##### Extracted records #####

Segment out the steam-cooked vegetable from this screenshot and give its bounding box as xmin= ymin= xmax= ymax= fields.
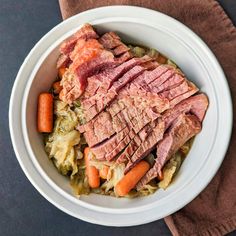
xmin=84 ymin=147 xmax=100 ymax=188
xmin=37 ymin=93 xmax=53 ymax=133
xmin=115 ymin=161 xmax=150 ymax=197
xmin=147 ymin=48 xmax=159 ymax=59
xmin=70 ymin=159 xmax=90 ymax=195
xmin=132 ymin=46 xmax=146 ymax=57
xmin=99 ymin=165 xmax=110 ymax=179
xmin=45 ymin=100 xmax=80 ymax=176
xmin=158 ymin=153 xmax=182 ymax=189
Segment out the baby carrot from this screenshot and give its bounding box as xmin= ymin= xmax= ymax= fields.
xmin=37 ymin=93 xmax=53 ymax=133
xmin=84 ymin=147 xmax=100 ymax=188
xmin=99 ymin=165 xmax=110 ymax=180
xmin=115 ymin=161 xmax=150 ymax=197
xmin=58 ymin=67 xmax=66 ymax=79
xmin=52 ymin=81 xmax=63 ymax=94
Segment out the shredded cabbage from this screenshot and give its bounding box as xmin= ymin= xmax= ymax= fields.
xmin=158 ymin=153 xmax=182 ymax=189
xmin=45 ymin=100 xmax=81 ymax=176
xmin=70 ymin=160 xmax=90 ymax=196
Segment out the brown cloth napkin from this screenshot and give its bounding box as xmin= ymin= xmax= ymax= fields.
xmin=59 ymin=0 xmax=236 ymax=235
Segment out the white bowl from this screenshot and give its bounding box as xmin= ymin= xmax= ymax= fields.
xmin=9 ymin=6 xmax=232 ymax=226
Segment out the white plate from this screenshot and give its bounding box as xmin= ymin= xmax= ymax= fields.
xmin=9 ymin=6 xmax=232 ymax=226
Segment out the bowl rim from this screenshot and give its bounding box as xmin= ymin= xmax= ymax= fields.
xmin=9 ymin=5 xmax=233 ymax=226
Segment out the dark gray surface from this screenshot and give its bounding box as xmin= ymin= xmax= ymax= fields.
xmin=0 ymin=0 xmax=235 ymax=235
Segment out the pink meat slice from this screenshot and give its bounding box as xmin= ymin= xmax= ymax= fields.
xmin=81 ymin=67 xmax=199 ymax=159
xmin=60 ymin=23 xmax=99 ymax=55
xmin=81 ymin=56 xmax=152 ymax=106
xmin=60 ymin=39 xmax=115 ymax=104
xmin=99 ymin=32 xmax=122 ymax=49
xmin=83 ymin=65 xmax=147 ymax=121
xmin=116 ymin=93 xmax=207 ymax=167
xmin=136 ymin=114 xmax=201 ymax=190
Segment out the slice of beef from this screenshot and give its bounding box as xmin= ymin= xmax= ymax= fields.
xmin=99 ymin=32 xmax=134 ymax=62
xmin=91 ymin=126 xmax=130 ymax=160
xmin=115 ymin=51 xmax=133 ymax=64
xmin=81 ymin=56 xmax=152 ymax=104
xmin=169 ymin=81 xmax=199 ymax=107
xmin=80 ymin=66 xmax=188 ymax=153
xmin=84 ymin=65 xmax=147 ymax=121
xmin=60 ymin=23 xmax=99 ymax=55
xmin=116 ymin=120 xmax=157 ymax=164
xmin=159 ymin=80 xmax=191 ymax=100
xmin=81 ymin=111 xmax=115 ymax=147
xmin=136 ymin=114 xmax=201 ymax=190
xmin=57 ymin=24 xmax=99 ymax=69
xmin=163 ymin=93 xmax=208 ymax=129
xmin=113 ymin=44 xmax=130 ymax=56
xmin=99 ymin=32 xmax=134 ymax=68
xmin=124 ymin=119 xmax=165 ymax=173
xmin=99 ymin=32 xmax=122 ymax=49
xmin=148 ymin=69 xmax=175 ymax=88
xmin=118 ymin=93 xmax=206 ymax=172
xmin=134 ymin=65 xmax=170 ymax=85
xmin=91 ymin=99 xmax=160 ymax=161
xmin=60 ymin=39 xmax=115 ymax=104
xmin=153 ymin=73 xmax=185 ymax=93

#####

When you restate the listing, keep every word as it is and drop the pictures.

Segment out the steam-cooked vegetable from this screenshot and give its bounding box as xmin= ymin= xmax= ymax= fields.
xmin=84 ymin=147 xmax=100 ymax=188
xmin=37 ymin=93 xmax=53 ymax=133
xmin=115 ymin=161 xmax=150 ymax=197
xmin=147 ymin=48 xmax=159 ymax=59
xmin=70 ymin=159 xmax=90 ymax=195
xmin=132 ymin=46 xmax=146 ymax=57
xmin=99 ymin=165 xmax=110 ymax=179
xmin=45 ymin=100 xmax=80 ymax=176
xmin=158 ymin=153 xmax=182 ymax=189
Segment out the baby carrot from this screenshot and give its bounding box as xmin= ymin= xmax= ymax= fields.
xmin=37 ymin=93 xmax=53 ymax=133
xmin=84 ymin=147 xmax=100 ymax=188
xmin=99 ymin=165 xmax=110 ymax=180
xmin=115 ymin=161 xmax=150 ymax=197
xmin=58 ymin=67 xmax=66 ymax=79
xmin=52 ymin=81 xmax=63 ymax=94
Segment out the shredded cabbage from this screenshot and give its bounding box as xmin= ymin= xmax= ymax= fields.
xmin=158 ymin=153 xmax=182 ymax=189
xmin=45 ymin=100 xmax=81 ymax=176
xmin=70 ymin=160 xmax=90 ymax=196
Segment out the brown cloth napkin from this screenshot and give its bounding box as xmin= ymin= xmax= ymax= fields.
xmin=59 ymin=0 xmax=236 ymax=235
Segment out the white bowl from this screenshot and give its bounding box as xmin= ymin= xmax= ymax= fields.
xmin=9 ymin=6 xmax=232 ymax=226
Segment out the white plate from this screenshot and give its bounding box as xmin= ymin= xmax= ymax= fields.
xmin=9 ymin=6 xmax=232 ymax=226
Segment out the bowl rim from this screenshot and give its bounding box as xmin= ymin= xmax= ymax= fields.
xmin=9 ymin=5 xmax=233 ymax=226
Segment out the dark gray surface from this screenshot and give its bounding box as xmin= ymin= xmax= ymax= fields.
xmin=0 ymin=0 xmax=235 ymax=235
Segment out the pink meat slice from this screenshot and give its bounding box as xmin= ymin= xmax= ymax= fields.
xmin=81 ymin=67 xmax=199 ymax=159
xmin=60 ymin=23 xmax=99 ymax=55
xmin=81 ymin=56 xmax=152 ymax=106
xmin=60 ymin=39 xmax=115 ymax=104
xmin=99 ymin=32 xmax=122 ymax=49
xmin=83 ymin=65 xmax=147 ymax=121
xmin=116 ymin=93 xmax=207 ymax=167
xmin=136 ymin=114 xmax=201 ymax=190
Segment out the slice of beef from this screenshot and give its bounding box as xmin= ymin= xmax= ymax= fields.
xmin=99 ymin=32 xmax=134 ymax=62
xmin=91 ymin=126 xmax=130 ymax=160
xmin=115 ymin=51 xmax=133 ymax=64
xmin=81 ymin=56 xmax=152 ymax=104
xmin=169 ymin=81 xmax=199 ymax=107
xmin=80 ymin=66 xmax=188 ymax=153
xmin=84 ymin=65 xmax=147 ymax=121
xmin=60 ymin=23 xmax=99 ymax=55
xmin=116 ymin=120 xmax=157 ymax=164
xmin=159 ymin=80 xmax=191 ymax=100
xmin=81 ymin=111 xmax=115 ymax=147
xmin=136 ymin=114 xmax=201 ymax=190
xmin=57 ymin=24 xmax=99 ymax=69
xmin=163 ymin=93 xmax=208 ymax=129
xmin=113 ymin=44 xmax=130 ymax=56
xmin=99 ymin=32 xmax=134 ymax=68
xmin=124 ymin=119 xmax=165 ymax=173
xmin=99 ymin=32 xmax=122 ymax=49
xmin=148 ymin=69 xmax=175 ymax=88
xmin=118 ymin=93 xmax=206 ymax=172
xmin=134 ymin=65 xmax=170 ymax=85
xmin=91 ymin=99 xmax=160 ymax=161
xmin=60 ymin=39 xmax=115 ymax=104
xmin=153 ymin=73 xmax=185 ymax=93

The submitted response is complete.